◆ **GOAL**
Gather every line in the rows below that contains the string "gray". Match case exactly.

STORED DATA start

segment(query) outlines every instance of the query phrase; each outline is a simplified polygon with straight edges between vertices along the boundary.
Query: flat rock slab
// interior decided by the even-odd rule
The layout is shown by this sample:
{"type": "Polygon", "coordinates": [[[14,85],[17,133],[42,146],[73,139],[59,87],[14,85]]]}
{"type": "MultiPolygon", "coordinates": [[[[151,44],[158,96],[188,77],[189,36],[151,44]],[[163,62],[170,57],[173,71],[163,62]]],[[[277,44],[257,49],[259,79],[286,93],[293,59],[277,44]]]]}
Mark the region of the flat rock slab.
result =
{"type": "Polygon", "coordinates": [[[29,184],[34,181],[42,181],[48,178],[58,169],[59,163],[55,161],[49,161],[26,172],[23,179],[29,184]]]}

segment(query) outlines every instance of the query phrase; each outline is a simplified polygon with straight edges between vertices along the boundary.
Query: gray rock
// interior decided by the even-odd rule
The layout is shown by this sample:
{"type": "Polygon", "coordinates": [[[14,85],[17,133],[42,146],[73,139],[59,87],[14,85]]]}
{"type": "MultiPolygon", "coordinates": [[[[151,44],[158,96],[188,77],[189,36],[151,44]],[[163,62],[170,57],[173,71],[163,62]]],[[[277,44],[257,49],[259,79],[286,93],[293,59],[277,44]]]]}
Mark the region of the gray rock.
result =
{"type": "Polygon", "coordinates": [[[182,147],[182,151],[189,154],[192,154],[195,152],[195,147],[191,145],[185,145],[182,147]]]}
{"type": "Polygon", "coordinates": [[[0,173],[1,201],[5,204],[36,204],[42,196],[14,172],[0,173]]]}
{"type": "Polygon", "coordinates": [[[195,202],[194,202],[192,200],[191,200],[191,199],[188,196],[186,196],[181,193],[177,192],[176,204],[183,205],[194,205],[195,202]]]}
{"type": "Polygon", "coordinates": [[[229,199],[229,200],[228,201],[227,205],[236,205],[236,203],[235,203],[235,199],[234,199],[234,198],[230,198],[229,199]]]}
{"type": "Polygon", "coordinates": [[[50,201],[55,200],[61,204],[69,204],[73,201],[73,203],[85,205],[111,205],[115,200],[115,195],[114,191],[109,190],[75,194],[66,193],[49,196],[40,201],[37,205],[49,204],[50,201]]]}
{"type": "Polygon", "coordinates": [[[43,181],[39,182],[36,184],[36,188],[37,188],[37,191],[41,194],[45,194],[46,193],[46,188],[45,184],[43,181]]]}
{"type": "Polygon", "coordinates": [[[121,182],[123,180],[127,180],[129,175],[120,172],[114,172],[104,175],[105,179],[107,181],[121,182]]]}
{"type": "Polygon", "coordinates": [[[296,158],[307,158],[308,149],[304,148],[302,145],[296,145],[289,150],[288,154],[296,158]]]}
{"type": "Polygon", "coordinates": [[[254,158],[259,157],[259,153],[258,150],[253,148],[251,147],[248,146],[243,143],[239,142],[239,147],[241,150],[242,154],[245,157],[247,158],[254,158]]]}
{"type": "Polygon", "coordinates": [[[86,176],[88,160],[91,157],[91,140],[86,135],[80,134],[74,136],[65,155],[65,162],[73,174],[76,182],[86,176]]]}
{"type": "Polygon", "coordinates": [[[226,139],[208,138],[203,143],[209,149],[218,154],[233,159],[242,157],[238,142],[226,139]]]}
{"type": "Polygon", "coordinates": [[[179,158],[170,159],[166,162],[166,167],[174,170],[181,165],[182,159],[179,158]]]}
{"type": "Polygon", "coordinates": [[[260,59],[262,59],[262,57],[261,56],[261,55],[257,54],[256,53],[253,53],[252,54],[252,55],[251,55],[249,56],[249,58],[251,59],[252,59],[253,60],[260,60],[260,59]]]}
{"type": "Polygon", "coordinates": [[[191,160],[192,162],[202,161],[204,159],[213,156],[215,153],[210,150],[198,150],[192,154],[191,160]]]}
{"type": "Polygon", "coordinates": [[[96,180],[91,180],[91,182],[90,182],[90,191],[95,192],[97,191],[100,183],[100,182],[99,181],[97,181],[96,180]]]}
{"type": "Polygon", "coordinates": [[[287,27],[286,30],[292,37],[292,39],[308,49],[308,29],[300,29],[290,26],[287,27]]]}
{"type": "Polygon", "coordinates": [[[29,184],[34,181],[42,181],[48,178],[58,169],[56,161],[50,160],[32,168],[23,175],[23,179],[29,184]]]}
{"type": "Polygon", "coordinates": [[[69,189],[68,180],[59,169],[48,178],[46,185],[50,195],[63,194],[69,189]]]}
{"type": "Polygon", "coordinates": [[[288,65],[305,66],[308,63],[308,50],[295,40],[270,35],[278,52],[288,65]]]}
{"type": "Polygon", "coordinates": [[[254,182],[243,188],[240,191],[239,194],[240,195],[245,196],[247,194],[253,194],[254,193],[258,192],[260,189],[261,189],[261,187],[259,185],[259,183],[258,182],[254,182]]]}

STORED DATA end

◆ **ANSWER FOR THE TASK**
Query: gray rock
Mark the region of the gray rock.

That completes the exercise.